## Что нужно сделать
1. Перечислите все стороны, с которых, согласно тексту о цвете, можно рассматривать цвет.
2. Отредактируйте записи от строки с «For the audit, pick out each instance of the tree» до конца: замените «tree line» на «forest edge», а все остальное оставьте без изменений. Приведите только эти строки.

## Приведенный отрывок
□ □ □ □ □
Конечно, цвет сам по себе можно рассматривать с нескольких сторон.
1. Либо это физическое явление, вне всяких эмоций (волновая и корпускулярная теории описывают его именно в этом качестве).
2. Либо это чисто перцептивный феномен,служащий стандартным пусковым механизмом для определенной реакции нервной системы. Иначе говоря, тот или иной цвет вызывает всегда одну и ту же эмоцию. Но мы не знаем еще, верно ли это или мы ошибаемся.
3. Либоже это материал и средство для сравнений и сопоставлений, из которых родятся ассоциации.
Второй и третий из описанных здесь аспектов цвета выступают как будто в неразрывном единстве, и разобраться, какой из них влияет в большей мере, довольно сложно; нельзя даже сказать, оба ли эти компонента присутствуют там только один. Но мы все же попытаемся восстановить тут логический порядок. Это будет легче сделать, если помнить о физической природе цвета.
Тут нам не подмога даже весьма разработанная люшеровская система типов поведения, поскольку и в ней этот вопрос остается совершенно открытым. Для людей, находящихся в пределах одного культурного пространства, непременно существуют сходственные черты пережитого эмоционального опыта, и следовательно, статистика не поможет нам разграничить врожденное и приобретенное. Или человек научилсяэмоциональным цветовым реакциям, потому что был так воспитан, или он унаследовал это с генами – трудно определить, ибо и гены, и воспитание он получил от одних и тех же людей – своих родителей.
Дело осложняется еще и тем, что мы все сейчас живем, по сути, в единой европейской (евроамериканской) цивилизации, со множеством сходных стереотипов. Но все-таки самопроизвольное физиологическое влияние цветов на эмоции нужно доказывать, в то время как мощное влияние апперцепции (т.е. прижизненного научения) ни у кого сомнений не вызывает.
По работам Люшера можно проследить, какие противоречия несет в себе его теория. Вот что он пишет о происхождении цветовых психических реакций:
«На заре человечества жизнью управляли два фактора, не подвластные никакому контролю: это ночь и день, темнота и свет. Ночь заставляла человека прекращать активные действия. И тогда он уходил в свою пещеру, закутывался в мех и засыпал или же залезал на дерево и ждал рассвета. День же давал возможность действовать, и человек отправлялся на охоту в лес, чтобы собирать растения и пополнить свои съестные припасы. Ночь приносила с собой пассивность, покой, общее замедление обмена веществ и деятельности желез внутренней секреции. Днем же человек снова становился активным, у него усиливается обмен веществ и деятельность желез внутренней секреции, что давало ему энергию и побуждало к действию. С этими двумя состояниями человека ассоциируются два цвета: темно-синий (ночное небо) и ярко-желтый (дневной цвет).
□ □ □ □ □
## Список данных
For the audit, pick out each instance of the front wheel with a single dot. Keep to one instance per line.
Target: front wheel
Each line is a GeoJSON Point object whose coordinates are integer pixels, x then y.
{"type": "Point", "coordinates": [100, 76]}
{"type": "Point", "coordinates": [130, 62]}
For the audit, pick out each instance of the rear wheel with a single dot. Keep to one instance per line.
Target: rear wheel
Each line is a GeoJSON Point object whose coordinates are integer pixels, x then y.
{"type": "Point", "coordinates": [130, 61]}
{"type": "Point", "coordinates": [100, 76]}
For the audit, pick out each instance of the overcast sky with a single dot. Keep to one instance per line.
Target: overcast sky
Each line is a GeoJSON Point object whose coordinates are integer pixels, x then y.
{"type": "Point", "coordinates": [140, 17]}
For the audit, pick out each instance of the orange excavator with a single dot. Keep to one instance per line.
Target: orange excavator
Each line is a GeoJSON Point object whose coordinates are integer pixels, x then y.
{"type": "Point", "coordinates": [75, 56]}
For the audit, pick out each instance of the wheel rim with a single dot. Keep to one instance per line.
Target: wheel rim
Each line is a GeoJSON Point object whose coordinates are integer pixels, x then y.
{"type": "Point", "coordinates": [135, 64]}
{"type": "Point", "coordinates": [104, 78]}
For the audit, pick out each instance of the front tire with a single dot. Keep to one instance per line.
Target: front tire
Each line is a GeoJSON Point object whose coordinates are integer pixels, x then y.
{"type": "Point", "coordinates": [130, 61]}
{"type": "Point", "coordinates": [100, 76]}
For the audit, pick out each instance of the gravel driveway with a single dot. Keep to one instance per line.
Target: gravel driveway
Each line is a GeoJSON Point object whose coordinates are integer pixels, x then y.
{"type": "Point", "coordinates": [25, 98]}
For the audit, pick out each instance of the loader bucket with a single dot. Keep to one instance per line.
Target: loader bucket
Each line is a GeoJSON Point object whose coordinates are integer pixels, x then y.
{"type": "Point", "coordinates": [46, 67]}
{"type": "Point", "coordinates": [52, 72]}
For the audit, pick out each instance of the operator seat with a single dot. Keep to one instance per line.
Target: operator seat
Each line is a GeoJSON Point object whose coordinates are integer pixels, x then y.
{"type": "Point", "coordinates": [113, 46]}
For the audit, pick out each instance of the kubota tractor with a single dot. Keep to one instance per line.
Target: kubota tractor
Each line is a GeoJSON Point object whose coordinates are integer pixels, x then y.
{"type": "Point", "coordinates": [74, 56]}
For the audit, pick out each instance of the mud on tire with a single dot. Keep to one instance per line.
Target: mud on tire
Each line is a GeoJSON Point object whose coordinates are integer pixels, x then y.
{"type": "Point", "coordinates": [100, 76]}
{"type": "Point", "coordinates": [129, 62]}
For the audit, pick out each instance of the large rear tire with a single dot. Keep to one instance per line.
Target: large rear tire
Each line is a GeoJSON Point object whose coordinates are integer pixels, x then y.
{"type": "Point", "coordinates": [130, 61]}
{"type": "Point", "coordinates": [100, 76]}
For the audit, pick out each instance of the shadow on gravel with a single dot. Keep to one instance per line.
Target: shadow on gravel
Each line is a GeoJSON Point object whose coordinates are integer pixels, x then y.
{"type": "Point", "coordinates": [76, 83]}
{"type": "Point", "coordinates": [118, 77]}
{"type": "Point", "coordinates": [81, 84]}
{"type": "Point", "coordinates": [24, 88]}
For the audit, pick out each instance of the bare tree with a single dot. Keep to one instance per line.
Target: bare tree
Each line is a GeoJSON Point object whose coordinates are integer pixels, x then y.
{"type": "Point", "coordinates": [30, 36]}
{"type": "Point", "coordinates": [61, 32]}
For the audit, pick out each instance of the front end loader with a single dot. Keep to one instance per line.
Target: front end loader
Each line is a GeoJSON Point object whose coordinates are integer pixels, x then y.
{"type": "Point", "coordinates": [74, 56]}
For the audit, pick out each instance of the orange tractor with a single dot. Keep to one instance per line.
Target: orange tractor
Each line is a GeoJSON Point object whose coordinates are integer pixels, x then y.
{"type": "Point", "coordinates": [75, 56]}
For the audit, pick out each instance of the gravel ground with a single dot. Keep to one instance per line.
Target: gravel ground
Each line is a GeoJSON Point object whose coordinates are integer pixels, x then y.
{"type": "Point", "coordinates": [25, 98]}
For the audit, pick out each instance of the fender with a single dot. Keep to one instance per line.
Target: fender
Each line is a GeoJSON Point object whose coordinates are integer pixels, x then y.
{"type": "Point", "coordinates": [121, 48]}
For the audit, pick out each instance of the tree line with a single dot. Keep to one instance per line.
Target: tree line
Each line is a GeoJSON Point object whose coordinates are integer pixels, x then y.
□ □ □ □ □
## Решения задач
1.
1. Физическое явление вне всяких эмоций.
2. Чисто перцептивный феномен, служащий стандартным пусковым механизмом для определенной реакции нервной системы.
3. Материал и средство для сравнений и сопоставлений, из которых рождаются ассоциации.

2.
For the audit, pick out each instance of the forest edge with a single dot. Keep to one instance per line.
Target: forest edge
Each line is a GeoJSON Point object whose coordinates are integer pixels, x then y.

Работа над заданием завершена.